*Task prompt:*
Copy exactly the last part of the entries, starting from the line with "One point goes on every instance of the tree in" and including the final line.

*Supplied entries:*
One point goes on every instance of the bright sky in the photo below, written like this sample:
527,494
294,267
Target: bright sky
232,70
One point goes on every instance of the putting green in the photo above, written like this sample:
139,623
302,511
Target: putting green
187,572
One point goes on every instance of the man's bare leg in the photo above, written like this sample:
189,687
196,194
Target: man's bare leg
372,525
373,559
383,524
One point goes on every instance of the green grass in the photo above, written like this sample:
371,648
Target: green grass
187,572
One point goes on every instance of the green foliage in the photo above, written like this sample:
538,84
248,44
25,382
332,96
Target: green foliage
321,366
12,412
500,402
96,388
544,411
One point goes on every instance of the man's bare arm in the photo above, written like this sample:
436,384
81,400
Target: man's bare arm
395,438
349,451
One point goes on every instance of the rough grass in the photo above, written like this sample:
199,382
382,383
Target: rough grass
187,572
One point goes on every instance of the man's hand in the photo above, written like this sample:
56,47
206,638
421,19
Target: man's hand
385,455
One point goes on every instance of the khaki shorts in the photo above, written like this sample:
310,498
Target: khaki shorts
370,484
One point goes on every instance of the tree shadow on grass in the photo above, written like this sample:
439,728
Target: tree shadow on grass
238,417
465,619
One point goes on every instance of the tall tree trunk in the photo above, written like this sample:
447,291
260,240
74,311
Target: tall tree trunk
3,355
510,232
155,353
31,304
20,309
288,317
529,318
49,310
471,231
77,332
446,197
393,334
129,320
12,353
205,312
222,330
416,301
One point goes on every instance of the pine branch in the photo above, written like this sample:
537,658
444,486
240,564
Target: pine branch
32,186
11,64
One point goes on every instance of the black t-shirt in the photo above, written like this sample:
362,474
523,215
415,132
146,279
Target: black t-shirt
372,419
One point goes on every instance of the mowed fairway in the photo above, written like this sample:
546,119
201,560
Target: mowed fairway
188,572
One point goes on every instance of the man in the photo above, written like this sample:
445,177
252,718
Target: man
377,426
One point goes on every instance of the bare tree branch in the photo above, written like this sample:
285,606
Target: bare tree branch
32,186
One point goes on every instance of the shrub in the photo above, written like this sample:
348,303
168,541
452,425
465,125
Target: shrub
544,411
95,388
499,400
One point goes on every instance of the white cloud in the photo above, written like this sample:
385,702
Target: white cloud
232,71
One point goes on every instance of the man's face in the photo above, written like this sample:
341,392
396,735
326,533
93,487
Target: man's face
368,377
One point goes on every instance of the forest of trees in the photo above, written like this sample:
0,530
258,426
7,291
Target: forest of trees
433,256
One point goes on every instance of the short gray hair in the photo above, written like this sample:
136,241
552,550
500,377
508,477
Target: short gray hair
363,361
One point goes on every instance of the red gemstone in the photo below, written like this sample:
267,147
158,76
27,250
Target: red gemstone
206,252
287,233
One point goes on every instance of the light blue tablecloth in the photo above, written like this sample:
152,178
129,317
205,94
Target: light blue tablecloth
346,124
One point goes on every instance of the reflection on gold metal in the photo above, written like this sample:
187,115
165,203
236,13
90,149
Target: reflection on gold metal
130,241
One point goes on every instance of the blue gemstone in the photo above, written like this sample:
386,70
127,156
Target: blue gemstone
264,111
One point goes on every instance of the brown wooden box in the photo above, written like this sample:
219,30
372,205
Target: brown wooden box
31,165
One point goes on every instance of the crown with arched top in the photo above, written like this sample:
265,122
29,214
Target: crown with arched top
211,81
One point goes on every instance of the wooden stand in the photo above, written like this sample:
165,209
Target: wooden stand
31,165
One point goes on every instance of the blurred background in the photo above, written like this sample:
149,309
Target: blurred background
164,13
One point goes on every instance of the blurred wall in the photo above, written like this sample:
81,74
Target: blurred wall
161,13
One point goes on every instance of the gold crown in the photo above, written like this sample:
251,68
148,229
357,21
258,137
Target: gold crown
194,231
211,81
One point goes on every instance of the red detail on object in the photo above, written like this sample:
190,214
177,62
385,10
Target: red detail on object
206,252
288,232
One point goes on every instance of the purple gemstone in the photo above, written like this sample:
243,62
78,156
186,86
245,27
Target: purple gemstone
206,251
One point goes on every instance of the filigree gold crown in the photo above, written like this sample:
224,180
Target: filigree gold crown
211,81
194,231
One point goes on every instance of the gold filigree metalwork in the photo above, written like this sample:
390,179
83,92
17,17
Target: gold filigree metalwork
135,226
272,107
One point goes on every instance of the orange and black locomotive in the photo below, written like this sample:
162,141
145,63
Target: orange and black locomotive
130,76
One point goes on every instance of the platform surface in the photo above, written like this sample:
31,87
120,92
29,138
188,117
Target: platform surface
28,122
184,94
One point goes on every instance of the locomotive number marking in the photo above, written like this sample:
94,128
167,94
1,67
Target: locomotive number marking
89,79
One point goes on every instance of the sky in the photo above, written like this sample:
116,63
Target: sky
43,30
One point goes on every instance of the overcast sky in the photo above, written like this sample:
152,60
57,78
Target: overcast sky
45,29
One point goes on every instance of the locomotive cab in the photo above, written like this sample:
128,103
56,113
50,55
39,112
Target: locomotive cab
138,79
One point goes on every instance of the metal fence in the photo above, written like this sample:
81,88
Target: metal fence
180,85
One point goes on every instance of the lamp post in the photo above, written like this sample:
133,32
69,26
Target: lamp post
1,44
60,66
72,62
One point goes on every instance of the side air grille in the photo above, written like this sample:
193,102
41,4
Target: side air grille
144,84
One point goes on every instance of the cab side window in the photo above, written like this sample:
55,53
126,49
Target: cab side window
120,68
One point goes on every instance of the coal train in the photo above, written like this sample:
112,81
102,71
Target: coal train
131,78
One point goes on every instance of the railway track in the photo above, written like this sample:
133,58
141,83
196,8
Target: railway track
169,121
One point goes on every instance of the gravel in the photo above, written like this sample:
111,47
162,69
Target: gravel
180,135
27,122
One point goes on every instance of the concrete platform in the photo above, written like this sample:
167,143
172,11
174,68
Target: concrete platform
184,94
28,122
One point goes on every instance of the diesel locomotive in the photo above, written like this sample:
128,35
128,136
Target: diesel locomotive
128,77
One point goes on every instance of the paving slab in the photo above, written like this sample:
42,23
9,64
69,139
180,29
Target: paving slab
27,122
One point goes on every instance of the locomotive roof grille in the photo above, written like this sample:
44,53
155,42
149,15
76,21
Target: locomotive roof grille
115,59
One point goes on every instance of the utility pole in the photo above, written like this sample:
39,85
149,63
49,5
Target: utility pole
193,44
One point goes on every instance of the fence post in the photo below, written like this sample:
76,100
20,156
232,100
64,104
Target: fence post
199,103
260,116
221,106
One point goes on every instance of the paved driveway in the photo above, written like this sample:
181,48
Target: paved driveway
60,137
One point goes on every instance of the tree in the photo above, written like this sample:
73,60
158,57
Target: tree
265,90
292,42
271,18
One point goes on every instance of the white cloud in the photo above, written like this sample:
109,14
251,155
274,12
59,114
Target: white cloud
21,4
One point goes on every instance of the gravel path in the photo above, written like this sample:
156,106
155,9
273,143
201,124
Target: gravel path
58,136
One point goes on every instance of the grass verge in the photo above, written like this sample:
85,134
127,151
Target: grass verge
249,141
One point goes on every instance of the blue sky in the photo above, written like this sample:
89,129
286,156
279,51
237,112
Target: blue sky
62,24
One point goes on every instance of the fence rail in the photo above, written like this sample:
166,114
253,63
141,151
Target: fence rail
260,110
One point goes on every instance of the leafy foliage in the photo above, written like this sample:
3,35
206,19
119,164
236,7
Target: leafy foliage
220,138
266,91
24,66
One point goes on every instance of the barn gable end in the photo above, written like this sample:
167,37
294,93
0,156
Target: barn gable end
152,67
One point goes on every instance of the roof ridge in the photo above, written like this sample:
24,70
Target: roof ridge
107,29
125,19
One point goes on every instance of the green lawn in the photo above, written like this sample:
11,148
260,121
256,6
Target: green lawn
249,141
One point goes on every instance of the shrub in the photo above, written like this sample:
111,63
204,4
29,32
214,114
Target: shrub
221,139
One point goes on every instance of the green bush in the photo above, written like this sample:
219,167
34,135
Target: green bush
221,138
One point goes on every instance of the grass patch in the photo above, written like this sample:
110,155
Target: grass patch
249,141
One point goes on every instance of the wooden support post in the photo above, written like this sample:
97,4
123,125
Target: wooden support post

*Result of the exercise:*
One point goes on every instance of the tree in the photo above, written like this sample:
73,60
158,57
Target: tree
265,90
292,42
271,18
One point goes on every instance of the white cloud in the photo above, written like this sample:
109,14
251,155
274,12
59,114
Target: white cloud
21,4
One point goes on every instance of the gravel path in the photo above, written like this sample:
156,106
155,9
273,143
201,124
Target: gravel path
58,136
One point goes on every instance of the grass verge in the photo above, written like this sample:
85,134
127,151
Target: grass verge
249,141
One point goes on every instance of the blue sky in the photo above, written like this sample:
89,129
286,156
279,51
237,112
Target: blue sky
62,24
One point goes on every instance of the fence rail in the photo above, written like this sample:
166,114
253,63
141,151
Target: fence rail
260,110
One point goes on every instance of the leafy foliage in the photo above, written like this sample:
3,35
206,19
119,164
236,7
Target: leafy foliage
220,138
266,91
24,66
One point goes on every instance of the barn gable end in the photo above, written like this sample:
167,37
294,93
0,156
Target: barn gable end
152,67
One point goes on every instance of the roof ridge in the photo above, written like this sample:
24,70
Target: roof ridge
107,29
125,19
One point goes on every instance of the green lawn in the photo above, written like this sample:
11,148
260,121
256,6
Target: green lawn
249,141
One point goes on every instance of the shrub in the photo above, written like this sample:
111,63
204,4
29,32
214,114
Target: shrub
221,139
One point goes on every instance of the green bush in the photo above, written like this sample:
219,167
34,135
Target: green bush
221,138
One point goes on every instance of the grass patch in the photo above, written like this sample:
110,155
Target: grass patch
249,141
One point goes on every instance of the wooden support post in the photo above, written like this sample:
97,4
123,125
Target: wooden support post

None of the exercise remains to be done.